__DOCUMENT SECTION__.
* begin *
Note that the following methods return scalars

In [None]:
# Average length of the movies
movie_titles["runtimeMinutes"].mean()

In [None]:
# Standard deviation
movie_titles["runtimeMinutes"].std()

In [None]:
movie_titles["startYear"].max()

**Exercise:** How many years would it take to watch all movies in the catalogue?

In [None]:
%exercise
result = movie_titles["runtimeMinutes"] ...
result

In [None]:
%validate

assert np.round(result, 3) == 65.154

### Basic string operations

These are typically accessed using the `.str` "accessor" of the Series like this:
    
- series.str.lower
- series.str.split
- series.str.startswith
- series.str.contains
- ...

In [None]:
movie_titles[(movie_titles["primaryTitle"].str.startswith("Star Wars: Episode")) & (movie_titles["titleType"] == "movie")]

**Exercise:** Find all Pink Panther movies. Note that their title does not necessarily start with "Pink"

In [None]:
%exercise

is_pink = ...
pink = movie_titles[is_pink]
pink

In [None]:
%validate

assert pink.shape[0] == 14

In [None]:
# String arithmetics work too!
url = "https://www.imdb.com/title/" + movie_titles["tconst"]
movie_titles[["primaryTitle"]].assign(url=url).sample(10)

Let's investigate the genres a bit:

In [None]:
split_genres = movie_titles.genres.str.split(",").dropna()
split_genres.sample(10)

In [None]:
genres = {genre for row in split_genres.iteritems() for genre in row[1]}

In [None]:
genres

In [None]:
# "One-hot" encoding of genres
movie_with_genres = movie_titles[['primaryTitle']].assign(
    **{genre : movie_titles.genres.str.contains(genre) * 1 for genre in genres}
)
movie_with_genres.sample(10)

In [None]:
genre_counts = movie_with_genres[movie_with_genres == 1].iloc[:,1:].count()
genre_counts

In [None]:
genre_counts.plot(kind="bar")
* end *
__WRITTEN INSTRUCTION 1__. Return the passage of the pandas notebook starting at "split_genres.sample(10)" and ending at "movie_with_genres.sample(10)", copied word for word.
__WRITTEN INSTRUCTION 2__. Retype the lines of the entries below, starting at the line that contains "of the rocky" and ending at the line that contains "<point>721,136</point>", with both of those lines included.

__GIVEN RECORDS__.
* begin *
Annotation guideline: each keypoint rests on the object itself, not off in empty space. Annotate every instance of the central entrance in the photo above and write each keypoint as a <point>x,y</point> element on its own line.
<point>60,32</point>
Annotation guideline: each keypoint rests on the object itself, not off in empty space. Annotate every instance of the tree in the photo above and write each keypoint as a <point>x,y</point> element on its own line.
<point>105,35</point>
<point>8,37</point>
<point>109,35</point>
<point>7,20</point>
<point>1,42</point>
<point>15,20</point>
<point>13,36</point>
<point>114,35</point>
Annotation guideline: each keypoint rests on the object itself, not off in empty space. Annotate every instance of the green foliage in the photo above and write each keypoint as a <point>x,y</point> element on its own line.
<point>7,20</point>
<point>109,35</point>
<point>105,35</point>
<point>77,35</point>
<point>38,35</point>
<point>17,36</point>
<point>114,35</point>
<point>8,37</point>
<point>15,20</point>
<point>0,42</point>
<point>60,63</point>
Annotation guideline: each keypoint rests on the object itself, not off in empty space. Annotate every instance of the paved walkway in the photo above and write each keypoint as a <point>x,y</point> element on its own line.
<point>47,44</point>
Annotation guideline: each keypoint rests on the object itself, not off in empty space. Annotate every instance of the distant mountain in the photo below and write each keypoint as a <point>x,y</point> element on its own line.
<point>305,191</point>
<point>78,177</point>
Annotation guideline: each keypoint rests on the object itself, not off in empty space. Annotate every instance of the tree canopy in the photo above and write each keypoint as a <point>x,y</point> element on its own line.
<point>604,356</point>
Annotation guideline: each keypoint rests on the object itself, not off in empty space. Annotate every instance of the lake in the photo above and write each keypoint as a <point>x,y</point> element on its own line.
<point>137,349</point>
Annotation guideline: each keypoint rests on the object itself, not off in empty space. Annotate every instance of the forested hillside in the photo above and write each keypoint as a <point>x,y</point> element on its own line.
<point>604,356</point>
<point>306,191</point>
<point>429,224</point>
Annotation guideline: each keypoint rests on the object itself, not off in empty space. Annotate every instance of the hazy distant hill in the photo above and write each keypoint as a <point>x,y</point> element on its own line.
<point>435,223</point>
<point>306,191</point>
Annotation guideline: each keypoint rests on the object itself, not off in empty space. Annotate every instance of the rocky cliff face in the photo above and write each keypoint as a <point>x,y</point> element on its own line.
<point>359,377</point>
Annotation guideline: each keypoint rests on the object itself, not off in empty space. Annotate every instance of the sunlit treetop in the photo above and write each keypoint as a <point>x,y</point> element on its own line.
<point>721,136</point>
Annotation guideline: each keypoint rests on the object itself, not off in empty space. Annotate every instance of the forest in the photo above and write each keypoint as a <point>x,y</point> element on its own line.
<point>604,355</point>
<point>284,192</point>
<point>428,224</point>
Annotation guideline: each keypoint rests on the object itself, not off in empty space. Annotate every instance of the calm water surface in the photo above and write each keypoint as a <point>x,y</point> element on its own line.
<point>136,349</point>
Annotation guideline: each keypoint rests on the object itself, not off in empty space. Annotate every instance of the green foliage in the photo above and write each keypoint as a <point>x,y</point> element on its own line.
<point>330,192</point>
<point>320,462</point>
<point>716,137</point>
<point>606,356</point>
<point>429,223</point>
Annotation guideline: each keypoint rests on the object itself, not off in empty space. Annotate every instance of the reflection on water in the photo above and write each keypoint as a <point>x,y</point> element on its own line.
* end *
__TASK OUTPUT 1__.
split_genres.sample(10)

In [None]:
genres = {genre for row in split_genres.iteritems() for genre in row[1]}

In [None]:
genres

In [None]:
# "One-hot" encoding of genres
movie_with_genres = movie_titles[['primaryTitle']].assign(
    **{genre : movie_titles.genres.str.contains(genre) * 1 for genre in genres}
)
movie_with_genres.sample(10)

__TASK OUTPUT 2__.
Annotation guideline: each keypoint rests on the object itself, not off in empty space. Annotate every instance of the rocky cliff face in the photo above and write each keypoint as a <point>x,y</point> element on its own line.
<point>359,377</point>
Annotation guideline: each keypoint rests on the object itself, not off in empty space. Annotate every instance of the sunlit treetop in the photo above and write each keypoint as a <point>x,y</point> element on its own line.
<point>721,136</point>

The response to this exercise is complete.